▸ PERTANYAAN UNTUK DIJAWAB:
(a) Berapa basis poin The Fed memangkas suku bunga menurut teks tentang harga Bitcoin?
(b) Ulangi kata demi kata bagian teks tentang harga Bitcoin dari "JAKARTA, Sepekan pasca" sampai "resmi pekan lalu.".
(c) Sambung teks tentang harga Bitcoin, dimulai setelah kalimat terakhirnya.

▸ TEKS:
----------------
JAKARTA, Sepekan pasca bank sentral AS, The Fed, memangkas suku bunga sebesar 25 basis poin, harga Bitcoin masih bergerak volatil dan bahkan sempat turun ke level $111.500 pada hari ini setelah sebelumnya sempat melonjak ke $117.700. Pergerakan ini menimbulkan pertanyaan menarik. Sebab, rendahnya suku bunga biasanya mendorong aset berisiko seperti kripto dan saham untuk naik.
Merespon kondisi tersebut, Fahmi Almuttaqin sebagai Analyst Reku mengatakan penurunan harga Bitcoin dan Ethereum saat ini disebabkan oleh pasar kripto yang sudah mengantisipasi pemangkasan suku bunga jauh sebelum pengumuman resmi pekan lalu.
“Likuiditas jangka pendek sempat mengalir deras ke aset risk-on, termasuk Bitcoin dan altcoin, sehingga ketika keputusan akhirnya keluar, sebagian investor justru melakukan aksi profit taking. Selain itu, alasan pelemahan ekonomi termasuk pelemahan sektor tenaga kerja AS yang melatarbelakangi penurunan suku bunga tersebut membuat kekhawatiran investor terhadap risiko lonjakan inflasi meningkat,” ungkapnya.
----------------
▸ INFORMASI HASIL EKSTRAKSI:
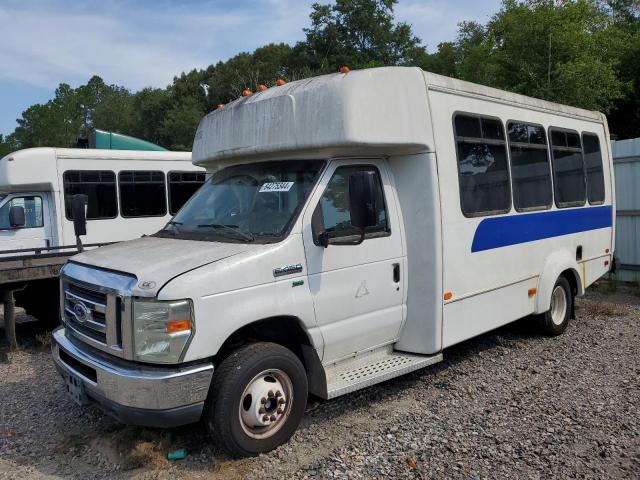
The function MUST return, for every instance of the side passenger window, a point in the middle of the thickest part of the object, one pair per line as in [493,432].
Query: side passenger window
[32,212]
[568,169]
[142,194]
[530,170]
[483,173]
[334,205]
[100,188]
[593,165]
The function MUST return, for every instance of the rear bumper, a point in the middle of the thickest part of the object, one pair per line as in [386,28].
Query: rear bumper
[133,393]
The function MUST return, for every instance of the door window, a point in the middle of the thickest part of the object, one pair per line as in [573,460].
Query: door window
[32,212]
[334,205]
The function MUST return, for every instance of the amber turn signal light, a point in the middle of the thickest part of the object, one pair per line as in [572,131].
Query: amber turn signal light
[175,326]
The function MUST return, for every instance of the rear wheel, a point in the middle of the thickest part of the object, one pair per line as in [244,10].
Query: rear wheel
[257,399]
[554,322]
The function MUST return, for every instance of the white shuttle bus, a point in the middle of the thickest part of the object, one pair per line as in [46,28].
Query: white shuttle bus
[129,193]
[354,227]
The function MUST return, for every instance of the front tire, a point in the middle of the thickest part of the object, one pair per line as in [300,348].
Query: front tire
[554,322]
[257,399]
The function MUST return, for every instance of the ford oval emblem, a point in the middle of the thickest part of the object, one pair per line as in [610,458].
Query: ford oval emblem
[81,312]
[147,285]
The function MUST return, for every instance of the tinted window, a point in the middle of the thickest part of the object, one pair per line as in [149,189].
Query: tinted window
[182,185]
[482,166]
[568,169]
[100,188]
[530,171]
[32,212]
[593,165]
[142,194]
[334,205]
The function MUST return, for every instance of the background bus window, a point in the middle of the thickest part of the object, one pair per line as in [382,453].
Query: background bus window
[142,194]
[568,168]
[530,169]
[483,172]
[100,188]
[593,165]
[32,212]
[182,185]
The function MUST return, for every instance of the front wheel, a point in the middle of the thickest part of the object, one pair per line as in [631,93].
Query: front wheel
[257,399]
[554,322]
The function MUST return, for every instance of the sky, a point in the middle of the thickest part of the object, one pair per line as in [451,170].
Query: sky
[139,43]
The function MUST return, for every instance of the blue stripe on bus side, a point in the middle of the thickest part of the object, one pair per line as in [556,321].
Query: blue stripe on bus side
[496,232]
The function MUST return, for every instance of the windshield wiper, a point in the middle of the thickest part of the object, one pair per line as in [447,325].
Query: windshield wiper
[174,224]
[231,229]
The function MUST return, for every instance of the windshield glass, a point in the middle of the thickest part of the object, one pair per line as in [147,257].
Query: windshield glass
[255,202]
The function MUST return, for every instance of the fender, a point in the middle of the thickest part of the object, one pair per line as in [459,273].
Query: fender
[555,264]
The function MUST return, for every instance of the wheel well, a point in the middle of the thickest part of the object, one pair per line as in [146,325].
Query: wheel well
[285,331]
[288,332]
[573,279]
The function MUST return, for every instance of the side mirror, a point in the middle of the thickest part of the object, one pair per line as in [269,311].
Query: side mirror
[79,214]
[16,216]
[362,200]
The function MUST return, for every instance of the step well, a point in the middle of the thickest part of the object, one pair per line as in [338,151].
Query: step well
[372,368]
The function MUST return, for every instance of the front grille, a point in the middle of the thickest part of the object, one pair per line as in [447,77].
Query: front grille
[96,308]
[86,310]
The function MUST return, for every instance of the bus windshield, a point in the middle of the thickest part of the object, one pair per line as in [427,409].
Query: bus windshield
[253,202]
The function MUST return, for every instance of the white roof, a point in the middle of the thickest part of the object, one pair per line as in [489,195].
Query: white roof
[379,110]
[36,168]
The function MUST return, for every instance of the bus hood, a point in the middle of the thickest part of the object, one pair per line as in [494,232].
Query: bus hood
[155,261]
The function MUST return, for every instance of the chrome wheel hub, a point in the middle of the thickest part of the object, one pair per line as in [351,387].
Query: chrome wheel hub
[266,403]
[558,305]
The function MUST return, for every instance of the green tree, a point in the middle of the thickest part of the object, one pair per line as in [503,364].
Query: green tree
[358,33]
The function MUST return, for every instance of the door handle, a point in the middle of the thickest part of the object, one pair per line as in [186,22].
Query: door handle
[396,273]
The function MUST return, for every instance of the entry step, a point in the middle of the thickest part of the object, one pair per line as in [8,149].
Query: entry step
[375,367]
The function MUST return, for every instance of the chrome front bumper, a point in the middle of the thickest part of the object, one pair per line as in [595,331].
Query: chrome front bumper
[134,393]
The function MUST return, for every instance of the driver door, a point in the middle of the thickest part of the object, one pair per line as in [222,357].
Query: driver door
[36,230]
[357,290]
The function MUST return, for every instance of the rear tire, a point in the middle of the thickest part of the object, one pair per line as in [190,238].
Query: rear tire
[554,322]
[257,399]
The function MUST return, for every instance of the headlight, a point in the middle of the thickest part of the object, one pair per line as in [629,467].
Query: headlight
[161,330]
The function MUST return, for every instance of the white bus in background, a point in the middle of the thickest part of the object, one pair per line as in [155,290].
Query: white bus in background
[129,194]
[354,227]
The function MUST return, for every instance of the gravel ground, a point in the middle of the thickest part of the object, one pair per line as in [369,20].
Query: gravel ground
[508,404]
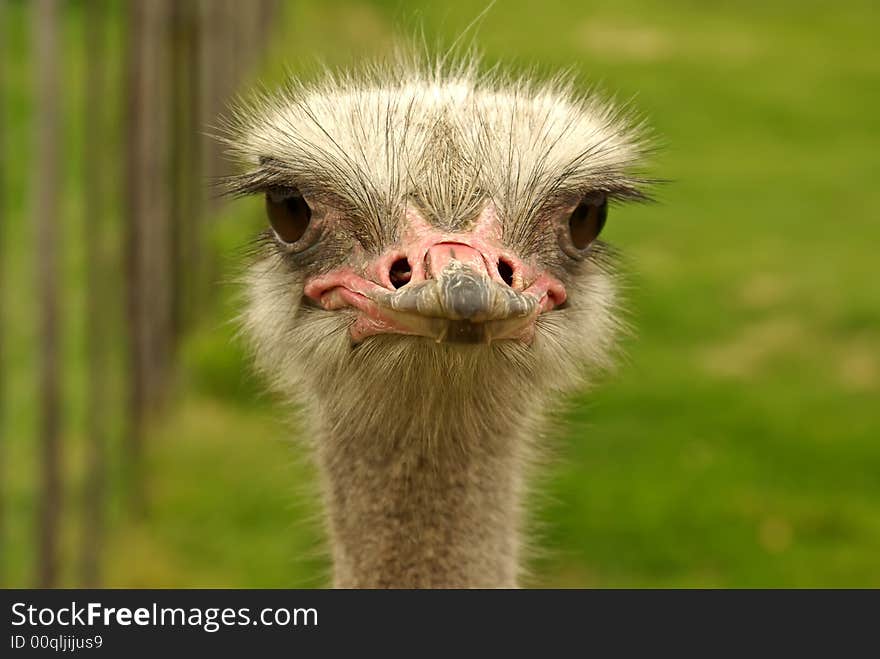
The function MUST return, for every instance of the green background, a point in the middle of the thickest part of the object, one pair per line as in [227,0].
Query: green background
[738,443]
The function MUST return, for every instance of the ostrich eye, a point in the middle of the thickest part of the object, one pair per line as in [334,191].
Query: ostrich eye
[587,220]
[289,214]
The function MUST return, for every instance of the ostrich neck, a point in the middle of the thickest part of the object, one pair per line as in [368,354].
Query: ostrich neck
[424,509]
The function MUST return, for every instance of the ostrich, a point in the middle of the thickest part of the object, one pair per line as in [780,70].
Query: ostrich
[430,283]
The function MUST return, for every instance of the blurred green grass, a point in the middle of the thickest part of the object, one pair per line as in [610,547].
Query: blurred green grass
[739,442]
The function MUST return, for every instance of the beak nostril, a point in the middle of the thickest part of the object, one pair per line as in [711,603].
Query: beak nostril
[400,273]
[506,272]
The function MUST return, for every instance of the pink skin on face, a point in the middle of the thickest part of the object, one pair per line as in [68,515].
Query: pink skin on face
[428,252]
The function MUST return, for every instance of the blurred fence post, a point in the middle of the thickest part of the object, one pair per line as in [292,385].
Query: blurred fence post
[46,209]
[3,492]
[148,238]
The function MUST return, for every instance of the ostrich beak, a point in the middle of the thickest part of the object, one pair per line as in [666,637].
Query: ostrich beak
[455,297]
[461,305]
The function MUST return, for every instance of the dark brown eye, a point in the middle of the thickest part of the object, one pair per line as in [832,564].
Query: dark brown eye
[289,214]
[587,220]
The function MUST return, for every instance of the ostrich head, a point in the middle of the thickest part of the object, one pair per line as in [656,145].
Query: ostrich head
[430,281]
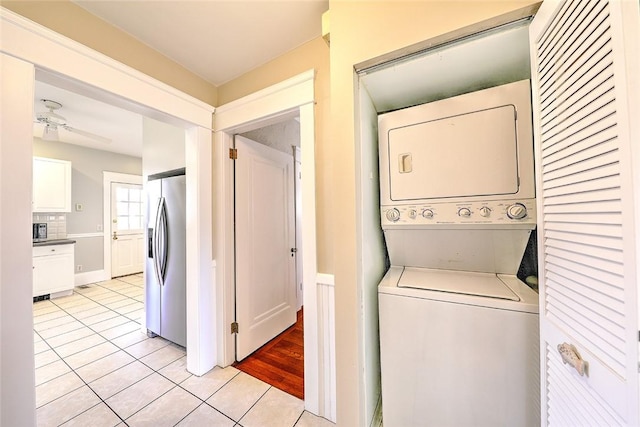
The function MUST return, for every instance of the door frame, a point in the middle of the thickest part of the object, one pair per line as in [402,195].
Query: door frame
----------------
▸ HASIL LATIHAN:
(a) 25 basis poin.

(b)
JAKARTA, Sepekan pasca bank sentral AS, The Fed, memangkas suku bunga sebesar 25 basis poin, harga Bitcoin masih bergerak volatil dan bahkan sempat turun ke level $111.500 pada hari ini setelah sebelumnya sempat melonjak ke $117.700. Pergerakan ini menimbulkan pertanyaan menarik. Sebab, rendahnya suku bunga biasanya mendorong aset berisiko seperti kripto dan saham untuk naik.
Merespon kondisi tersebut, Fahmi Almuttaqin sebagai Analyst Reku mengatakan penurunan harga Bitcoin dan Ethereum saat ini disebabkan oleh pasar kripto yang sudah mengantisipasi pemangkasan suku bunga jauh sebelum pengumuman resmi pekan lalu.

(c)
Terlebih lagi, meskipun The Fed memangkas suku bunga, data neraca keuangan The Fed menunjukkan bank sentral tersebut sebenarnya belum agresif memperluas likuiditas. “Mengacu rilis mingguan H.4.1 Federal Reserve, total aset The Fed per 17 September 2025 tercatat sebesar $6,608 triliun. Jumlah tersebut masih jauh di bawah puncak pandemi (sekitar $9 triliun), menandakan proses quantitative tightening (QT) atau pengetatan kebijakan moneter, masih berlangsung meski dengan tempo yang melambat,” tambahnya.

Dalam kondisi ini, pasar menyadari bahwa penurunan suku bunga saja belum cukup, yang menentukan adalah ketersediaan likuiditas dolar secara riil di pasar global. “Meskipun demikian, data on-chain saat ini memperlihatkan kondisi yang sudah relatif netral. Indikator SOPR yang mengukur perbandingan aksi profit taking dan cut loss mengindikasikan bahwa aksi profit taking memang terjadi namun saat ini berada pada level yang relatif normal, sehingga tekanan jual jangka pendek mungkin akan cukup minim,” kata Fahmi.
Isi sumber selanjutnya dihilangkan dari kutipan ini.